[Opening Given records section]
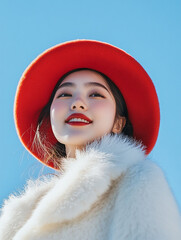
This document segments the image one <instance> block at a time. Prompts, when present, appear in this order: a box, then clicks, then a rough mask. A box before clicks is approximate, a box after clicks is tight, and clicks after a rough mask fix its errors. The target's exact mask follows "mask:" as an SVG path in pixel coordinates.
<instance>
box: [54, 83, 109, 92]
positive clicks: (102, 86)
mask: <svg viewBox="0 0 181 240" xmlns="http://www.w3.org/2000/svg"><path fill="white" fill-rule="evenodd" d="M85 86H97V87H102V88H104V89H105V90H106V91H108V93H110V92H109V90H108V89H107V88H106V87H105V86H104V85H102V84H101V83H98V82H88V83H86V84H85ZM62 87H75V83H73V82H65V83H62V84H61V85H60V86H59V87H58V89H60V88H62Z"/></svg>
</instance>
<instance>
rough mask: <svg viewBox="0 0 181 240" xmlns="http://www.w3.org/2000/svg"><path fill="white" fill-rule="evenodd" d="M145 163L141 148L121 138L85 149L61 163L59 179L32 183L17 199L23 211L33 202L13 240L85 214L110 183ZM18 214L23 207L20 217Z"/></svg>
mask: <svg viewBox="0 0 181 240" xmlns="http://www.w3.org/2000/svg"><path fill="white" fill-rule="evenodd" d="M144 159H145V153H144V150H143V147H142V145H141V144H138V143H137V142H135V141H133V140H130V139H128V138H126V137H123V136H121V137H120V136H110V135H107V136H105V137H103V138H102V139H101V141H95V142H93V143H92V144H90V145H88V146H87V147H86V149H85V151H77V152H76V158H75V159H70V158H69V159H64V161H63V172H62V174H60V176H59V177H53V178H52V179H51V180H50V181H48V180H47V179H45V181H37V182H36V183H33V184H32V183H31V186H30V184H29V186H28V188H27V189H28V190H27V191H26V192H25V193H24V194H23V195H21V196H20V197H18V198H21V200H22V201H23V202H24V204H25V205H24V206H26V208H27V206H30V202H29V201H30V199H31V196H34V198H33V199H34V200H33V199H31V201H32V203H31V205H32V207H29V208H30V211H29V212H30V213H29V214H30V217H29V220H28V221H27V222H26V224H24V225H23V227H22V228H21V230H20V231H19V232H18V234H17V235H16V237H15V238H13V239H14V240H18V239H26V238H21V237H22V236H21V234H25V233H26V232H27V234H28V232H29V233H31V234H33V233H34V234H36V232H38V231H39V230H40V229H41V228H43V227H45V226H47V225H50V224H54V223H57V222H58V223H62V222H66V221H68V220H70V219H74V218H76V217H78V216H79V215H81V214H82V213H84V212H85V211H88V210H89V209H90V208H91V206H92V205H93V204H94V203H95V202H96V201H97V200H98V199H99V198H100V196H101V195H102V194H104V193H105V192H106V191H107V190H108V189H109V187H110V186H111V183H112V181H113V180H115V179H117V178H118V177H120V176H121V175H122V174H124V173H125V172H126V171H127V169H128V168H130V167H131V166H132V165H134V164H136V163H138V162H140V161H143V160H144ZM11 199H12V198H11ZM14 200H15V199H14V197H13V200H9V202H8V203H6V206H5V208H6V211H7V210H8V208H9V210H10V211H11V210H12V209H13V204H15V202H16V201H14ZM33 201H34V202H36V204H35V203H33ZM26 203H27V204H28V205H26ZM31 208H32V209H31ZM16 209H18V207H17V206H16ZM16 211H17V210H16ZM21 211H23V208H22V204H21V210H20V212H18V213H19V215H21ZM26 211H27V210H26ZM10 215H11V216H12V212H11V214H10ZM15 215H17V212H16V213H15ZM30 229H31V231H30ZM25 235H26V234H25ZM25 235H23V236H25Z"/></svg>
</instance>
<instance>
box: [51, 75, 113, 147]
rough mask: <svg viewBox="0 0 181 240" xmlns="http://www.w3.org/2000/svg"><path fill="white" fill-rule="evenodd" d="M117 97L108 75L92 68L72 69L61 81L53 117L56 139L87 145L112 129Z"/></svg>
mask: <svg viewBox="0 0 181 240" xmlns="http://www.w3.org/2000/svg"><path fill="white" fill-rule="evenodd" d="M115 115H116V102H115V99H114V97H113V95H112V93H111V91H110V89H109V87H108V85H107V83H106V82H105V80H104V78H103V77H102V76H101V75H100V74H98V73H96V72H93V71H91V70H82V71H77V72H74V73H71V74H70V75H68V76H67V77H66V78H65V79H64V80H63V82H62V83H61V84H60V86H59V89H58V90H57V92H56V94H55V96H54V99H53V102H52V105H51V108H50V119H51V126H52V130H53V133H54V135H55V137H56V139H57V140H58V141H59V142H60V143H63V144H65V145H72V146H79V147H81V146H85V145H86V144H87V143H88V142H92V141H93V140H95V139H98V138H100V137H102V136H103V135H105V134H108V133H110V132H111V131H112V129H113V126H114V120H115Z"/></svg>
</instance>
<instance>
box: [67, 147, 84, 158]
[Closing Given records section]
• _Aim of the exercise_
Starting with the first line of the data above and ending with the line containing "box: [54, 83, 109, 92]", please restate every line exactly, leaving images out.

• _Answer for this exercise_
This document segments the image one <instance> block at a time. Prompts, when present, appear in this order: a box, then clicks, then a rough mask. A box before clicks is approximate, a box after clicks is tight, and clicks after a rough mask fix its errors. The target's exact mask follows "mask:" as an SVG path in pixel coordinates.
<instance>
box: [54, 83, 109, 92]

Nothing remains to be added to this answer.